### PAGE EXCERPT
++++

For measurable spacse $(\Omega, \mathcal{F})$ and $(\mathbb{R}, \mathcal{B}_{\mathbb{R}})$ , $(\mathcal{F}, \mathcal{B}_{\mathbb{R}})$ -mearsuable function $X : \Omega \to \mathbb{R}$ is called random variable. Namely, $X^{-1}(B) \in \mathcal{F}\qquad \forall B \in \mathcal{B}_{\mathbb{R}}.$

A probability (or probability measure) on $(\Omega, \mathcal{F})$ is measure $P : \mathcal{F} \to \mathbb{R}$ such that $P(\Omega) = 1$ .

++++

### REQUIRED WORK
Translate this sentence from the excerpt on random variables and probability measures into Spanish: "A probability (or probability measure) on $(\Omega, \mathcal{F})$ is measure $P : \mathcal{F} \to \mathbb{R}$ such that $P(\Omega) = 1$."

### DATASET EXCERPTS
++++

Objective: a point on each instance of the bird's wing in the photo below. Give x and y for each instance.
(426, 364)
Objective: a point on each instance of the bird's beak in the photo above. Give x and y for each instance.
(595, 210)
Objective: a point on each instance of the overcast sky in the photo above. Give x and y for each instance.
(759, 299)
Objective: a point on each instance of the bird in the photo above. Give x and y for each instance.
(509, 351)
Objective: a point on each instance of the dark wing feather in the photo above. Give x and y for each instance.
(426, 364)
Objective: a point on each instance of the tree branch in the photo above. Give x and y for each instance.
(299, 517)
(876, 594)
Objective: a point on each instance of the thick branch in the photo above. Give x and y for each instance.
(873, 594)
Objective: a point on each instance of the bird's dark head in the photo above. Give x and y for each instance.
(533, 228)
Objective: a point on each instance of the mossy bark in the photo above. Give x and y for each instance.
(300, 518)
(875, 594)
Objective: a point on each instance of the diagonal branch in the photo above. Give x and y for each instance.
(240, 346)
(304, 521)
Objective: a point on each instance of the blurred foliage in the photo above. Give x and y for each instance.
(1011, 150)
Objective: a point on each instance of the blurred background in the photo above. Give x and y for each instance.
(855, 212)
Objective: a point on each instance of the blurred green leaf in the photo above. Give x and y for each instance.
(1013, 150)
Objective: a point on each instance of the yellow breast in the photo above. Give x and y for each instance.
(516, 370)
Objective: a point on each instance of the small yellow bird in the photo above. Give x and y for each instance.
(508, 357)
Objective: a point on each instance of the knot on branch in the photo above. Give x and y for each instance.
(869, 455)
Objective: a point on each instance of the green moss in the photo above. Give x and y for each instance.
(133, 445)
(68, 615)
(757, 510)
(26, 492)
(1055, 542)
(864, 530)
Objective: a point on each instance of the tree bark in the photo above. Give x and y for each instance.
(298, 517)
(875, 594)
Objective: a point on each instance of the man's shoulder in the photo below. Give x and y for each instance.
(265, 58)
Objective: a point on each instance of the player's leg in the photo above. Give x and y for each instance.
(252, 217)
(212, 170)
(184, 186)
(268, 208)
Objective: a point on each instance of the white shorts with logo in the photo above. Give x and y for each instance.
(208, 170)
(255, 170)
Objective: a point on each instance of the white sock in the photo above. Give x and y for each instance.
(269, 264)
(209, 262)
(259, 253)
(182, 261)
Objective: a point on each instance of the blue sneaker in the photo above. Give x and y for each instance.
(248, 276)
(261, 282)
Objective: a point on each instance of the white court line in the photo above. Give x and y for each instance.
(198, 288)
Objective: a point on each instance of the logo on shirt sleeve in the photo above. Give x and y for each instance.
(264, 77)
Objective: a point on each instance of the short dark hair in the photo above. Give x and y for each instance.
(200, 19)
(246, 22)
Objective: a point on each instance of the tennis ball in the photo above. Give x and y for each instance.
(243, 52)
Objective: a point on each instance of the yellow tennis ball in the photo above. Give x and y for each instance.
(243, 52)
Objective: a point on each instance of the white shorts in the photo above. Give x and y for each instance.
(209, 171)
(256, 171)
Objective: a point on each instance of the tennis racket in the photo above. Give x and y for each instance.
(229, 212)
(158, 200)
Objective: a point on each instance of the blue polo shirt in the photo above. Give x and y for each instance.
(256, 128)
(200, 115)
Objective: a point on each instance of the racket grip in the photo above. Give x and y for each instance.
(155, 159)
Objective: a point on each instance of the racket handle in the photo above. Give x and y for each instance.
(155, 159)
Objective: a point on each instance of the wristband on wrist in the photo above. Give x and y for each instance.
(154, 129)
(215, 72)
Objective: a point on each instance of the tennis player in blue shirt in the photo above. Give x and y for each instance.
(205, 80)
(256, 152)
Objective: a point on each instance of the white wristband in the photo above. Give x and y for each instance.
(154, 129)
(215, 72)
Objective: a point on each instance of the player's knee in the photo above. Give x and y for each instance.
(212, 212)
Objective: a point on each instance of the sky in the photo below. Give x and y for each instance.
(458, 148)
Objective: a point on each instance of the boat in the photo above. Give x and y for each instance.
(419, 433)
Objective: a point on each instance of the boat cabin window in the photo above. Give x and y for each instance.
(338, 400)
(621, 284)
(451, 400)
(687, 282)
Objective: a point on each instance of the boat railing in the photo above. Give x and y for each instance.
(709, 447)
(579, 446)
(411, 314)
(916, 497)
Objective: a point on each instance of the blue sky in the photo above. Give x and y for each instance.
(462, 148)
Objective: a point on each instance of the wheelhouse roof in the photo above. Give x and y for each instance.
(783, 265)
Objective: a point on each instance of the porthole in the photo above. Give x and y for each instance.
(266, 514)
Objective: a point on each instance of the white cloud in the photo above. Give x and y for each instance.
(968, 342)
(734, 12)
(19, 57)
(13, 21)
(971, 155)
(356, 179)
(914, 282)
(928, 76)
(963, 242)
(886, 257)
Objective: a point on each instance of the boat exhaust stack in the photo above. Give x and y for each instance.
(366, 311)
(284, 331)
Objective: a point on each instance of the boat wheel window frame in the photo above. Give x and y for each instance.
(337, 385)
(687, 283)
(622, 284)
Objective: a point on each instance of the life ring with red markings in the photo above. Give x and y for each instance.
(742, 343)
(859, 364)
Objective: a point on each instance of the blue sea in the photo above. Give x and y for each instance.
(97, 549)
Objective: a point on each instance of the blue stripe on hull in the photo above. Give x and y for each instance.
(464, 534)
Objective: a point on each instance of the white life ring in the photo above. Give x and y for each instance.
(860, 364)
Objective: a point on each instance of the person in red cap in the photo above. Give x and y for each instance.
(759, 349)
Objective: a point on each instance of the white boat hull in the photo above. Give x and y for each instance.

++++

### ANSWER TO THIS PROBLEM
Una probabilidad (o medida de probabilidad) sobre $(\Omega, \mathcal{F})$ es una medida $P : \mathcal{F} \to \mathbb{R}$ tal que $P(\Omega) = 1$.